▶ TASK PROMPT: Reproduce verbatim everything from the line containing "of the shop" down to the end of the records below, including that line and the final line.

Object location annotation records

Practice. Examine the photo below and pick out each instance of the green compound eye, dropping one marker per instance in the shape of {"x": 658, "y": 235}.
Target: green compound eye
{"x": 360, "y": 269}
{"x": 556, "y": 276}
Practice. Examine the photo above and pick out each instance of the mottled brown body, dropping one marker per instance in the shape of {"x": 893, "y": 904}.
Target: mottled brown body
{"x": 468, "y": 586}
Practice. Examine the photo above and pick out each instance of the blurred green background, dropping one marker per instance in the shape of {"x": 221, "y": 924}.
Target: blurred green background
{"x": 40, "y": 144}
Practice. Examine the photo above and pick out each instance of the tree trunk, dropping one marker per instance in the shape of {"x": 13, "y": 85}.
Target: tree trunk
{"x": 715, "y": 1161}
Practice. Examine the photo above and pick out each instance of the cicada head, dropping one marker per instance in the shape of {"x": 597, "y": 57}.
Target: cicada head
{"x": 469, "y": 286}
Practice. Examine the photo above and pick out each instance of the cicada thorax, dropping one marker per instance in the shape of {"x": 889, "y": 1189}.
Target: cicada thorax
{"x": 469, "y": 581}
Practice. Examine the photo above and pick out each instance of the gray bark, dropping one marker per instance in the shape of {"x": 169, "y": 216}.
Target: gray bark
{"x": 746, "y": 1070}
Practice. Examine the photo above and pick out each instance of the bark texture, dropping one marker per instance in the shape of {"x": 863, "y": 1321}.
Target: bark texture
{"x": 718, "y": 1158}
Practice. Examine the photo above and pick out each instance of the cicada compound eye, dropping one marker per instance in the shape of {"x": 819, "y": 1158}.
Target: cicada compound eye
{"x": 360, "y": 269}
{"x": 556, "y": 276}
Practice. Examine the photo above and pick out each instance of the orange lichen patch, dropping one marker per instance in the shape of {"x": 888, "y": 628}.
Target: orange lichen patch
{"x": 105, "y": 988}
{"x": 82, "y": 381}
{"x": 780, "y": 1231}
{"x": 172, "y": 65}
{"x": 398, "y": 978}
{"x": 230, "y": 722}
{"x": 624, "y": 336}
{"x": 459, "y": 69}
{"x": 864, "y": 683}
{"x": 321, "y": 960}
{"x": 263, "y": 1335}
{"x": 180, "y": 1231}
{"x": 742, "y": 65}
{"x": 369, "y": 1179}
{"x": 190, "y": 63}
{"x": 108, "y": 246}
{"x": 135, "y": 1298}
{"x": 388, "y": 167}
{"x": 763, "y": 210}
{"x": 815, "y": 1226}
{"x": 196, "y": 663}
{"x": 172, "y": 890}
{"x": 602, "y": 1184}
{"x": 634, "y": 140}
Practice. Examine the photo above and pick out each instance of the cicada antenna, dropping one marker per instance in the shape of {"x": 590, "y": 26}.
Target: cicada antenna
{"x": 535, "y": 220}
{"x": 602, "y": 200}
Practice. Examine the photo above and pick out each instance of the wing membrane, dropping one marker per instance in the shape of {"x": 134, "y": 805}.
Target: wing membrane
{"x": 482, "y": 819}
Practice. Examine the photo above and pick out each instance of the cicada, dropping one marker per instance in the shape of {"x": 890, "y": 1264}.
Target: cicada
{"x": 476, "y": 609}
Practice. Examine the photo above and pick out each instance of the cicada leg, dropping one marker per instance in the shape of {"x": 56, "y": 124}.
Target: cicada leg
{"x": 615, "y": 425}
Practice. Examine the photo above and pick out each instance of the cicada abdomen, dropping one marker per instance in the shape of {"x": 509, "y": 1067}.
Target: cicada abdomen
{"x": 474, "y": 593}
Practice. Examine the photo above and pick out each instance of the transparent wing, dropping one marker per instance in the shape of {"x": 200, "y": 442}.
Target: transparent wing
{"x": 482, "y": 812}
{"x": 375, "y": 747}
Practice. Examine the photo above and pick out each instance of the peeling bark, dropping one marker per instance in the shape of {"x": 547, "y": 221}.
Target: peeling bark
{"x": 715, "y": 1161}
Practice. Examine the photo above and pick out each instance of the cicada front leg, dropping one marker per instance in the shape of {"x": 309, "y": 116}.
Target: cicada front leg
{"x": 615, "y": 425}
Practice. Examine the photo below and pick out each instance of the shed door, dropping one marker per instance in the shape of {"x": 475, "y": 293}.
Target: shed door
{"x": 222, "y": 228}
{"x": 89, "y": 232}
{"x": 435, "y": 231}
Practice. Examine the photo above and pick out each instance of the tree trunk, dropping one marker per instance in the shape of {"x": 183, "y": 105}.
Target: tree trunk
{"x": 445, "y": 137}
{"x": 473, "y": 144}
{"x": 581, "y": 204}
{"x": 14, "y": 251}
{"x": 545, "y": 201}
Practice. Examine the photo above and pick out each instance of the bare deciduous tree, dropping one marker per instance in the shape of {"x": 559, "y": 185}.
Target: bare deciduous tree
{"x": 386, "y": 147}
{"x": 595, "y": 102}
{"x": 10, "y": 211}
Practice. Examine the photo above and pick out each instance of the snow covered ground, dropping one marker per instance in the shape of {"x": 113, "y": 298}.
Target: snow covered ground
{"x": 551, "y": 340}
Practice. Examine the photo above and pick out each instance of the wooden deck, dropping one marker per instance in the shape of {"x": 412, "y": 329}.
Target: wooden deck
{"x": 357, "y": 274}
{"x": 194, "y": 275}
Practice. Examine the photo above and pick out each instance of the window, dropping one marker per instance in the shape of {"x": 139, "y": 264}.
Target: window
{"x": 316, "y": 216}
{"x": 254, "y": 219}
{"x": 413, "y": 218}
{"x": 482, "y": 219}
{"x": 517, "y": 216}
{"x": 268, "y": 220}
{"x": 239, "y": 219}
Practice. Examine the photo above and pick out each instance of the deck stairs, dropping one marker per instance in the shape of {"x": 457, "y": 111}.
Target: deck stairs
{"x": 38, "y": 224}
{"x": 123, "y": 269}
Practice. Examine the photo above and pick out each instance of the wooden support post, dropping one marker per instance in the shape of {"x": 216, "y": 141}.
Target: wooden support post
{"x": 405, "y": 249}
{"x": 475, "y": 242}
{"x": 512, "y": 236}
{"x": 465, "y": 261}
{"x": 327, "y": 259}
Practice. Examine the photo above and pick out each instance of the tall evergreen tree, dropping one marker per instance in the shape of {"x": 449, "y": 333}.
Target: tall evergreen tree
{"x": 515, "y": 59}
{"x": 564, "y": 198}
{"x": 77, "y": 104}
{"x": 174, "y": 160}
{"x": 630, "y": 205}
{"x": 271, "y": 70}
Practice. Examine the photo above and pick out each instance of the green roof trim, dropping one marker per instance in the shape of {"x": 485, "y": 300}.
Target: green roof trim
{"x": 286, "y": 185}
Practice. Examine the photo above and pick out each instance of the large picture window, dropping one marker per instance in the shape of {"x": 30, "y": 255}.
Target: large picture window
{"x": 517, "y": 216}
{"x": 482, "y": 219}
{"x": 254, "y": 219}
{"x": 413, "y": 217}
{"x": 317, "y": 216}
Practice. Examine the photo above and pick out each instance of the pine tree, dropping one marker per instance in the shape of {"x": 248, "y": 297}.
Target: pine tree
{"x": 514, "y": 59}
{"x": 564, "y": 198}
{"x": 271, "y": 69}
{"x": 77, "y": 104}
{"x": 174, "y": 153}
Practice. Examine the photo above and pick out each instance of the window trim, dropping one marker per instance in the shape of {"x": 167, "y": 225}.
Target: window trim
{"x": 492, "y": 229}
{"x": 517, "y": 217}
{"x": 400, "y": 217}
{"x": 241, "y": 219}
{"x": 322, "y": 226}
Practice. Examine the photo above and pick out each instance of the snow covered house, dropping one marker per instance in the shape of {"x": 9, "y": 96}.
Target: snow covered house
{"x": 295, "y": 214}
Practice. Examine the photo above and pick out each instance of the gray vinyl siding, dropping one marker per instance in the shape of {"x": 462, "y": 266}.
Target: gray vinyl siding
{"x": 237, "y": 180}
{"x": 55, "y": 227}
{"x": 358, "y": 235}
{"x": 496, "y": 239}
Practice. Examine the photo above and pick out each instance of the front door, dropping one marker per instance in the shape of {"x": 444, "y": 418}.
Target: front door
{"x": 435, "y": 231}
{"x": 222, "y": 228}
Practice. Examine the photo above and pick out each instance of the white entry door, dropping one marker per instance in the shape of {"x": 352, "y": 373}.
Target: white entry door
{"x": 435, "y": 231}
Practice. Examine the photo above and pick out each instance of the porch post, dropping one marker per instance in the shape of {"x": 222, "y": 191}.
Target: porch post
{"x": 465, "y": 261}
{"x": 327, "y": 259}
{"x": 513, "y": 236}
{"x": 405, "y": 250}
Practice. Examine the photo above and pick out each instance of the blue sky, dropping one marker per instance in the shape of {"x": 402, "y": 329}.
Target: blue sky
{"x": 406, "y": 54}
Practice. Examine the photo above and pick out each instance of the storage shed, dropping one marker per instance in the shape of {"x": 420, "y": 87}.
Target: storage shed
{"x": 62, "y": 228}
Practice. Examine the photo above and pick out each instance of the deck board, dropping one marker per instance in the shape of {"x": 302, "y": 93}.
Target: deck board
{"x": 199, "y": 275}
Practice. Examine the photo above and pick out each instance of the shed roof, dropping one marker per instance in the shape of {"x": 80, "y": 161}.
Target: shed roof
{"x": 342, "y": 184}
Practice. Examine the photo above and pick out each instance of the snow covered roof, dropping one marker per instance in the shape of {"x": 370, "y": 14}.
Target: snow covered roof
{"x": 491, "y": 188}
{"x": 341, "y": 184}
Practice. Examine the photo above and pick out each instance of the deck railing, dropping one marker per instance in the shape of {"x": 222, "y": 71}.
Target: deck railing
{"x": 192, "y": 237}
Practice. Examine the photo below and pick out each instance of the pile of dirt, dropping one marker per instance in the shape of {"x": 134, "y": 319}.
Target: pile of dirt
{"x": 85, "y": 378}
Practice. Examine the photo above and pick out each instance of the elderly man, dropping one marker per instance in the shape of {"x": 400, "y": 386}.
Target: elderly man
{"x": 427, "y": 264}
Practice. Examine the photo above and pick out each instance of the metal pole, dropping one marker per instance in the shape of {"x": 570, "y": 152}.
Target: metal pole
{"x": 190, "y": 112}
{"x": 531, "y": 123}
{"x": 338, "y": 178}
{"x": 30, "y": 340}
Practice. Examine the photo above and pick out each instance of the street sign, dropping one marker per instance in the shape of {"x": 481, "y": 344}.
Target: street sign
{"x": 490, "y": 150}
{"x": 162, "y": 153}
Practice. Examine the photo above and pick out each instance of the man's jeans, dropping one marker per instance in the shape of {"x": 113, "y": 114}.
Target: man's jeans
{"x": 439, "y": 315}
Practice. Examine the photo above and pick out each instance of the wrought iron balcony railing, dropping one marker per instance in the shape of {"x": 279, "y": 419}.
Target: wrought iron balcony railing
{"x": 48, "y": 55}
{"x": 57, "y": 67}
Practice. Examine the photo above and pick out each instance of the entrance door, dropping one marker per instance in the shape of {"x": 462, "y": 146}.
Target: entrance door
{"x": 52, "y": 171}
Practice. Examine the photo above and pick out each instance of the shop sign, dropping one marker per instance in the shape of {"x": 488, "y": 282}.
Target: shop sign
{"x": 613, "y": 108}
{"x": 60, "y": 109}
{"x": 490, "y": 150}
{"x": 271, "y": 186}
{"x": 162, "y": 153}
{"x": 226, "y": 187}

▶ RIGHT ANSWER:
Practice. Examine the photo above and pick out each instance of the shop sign, dropping one marker per instance in the shape of {"x": 488, "y": 282}.
Target: shop sign
{"x": 613, "y": 108}
{"x": 60, "y": 109}
{"x": 490, "y": 150}
{"x": 271, "y": 186}
{"x": 162, "y": 153}
{"x": 226, "y": 187}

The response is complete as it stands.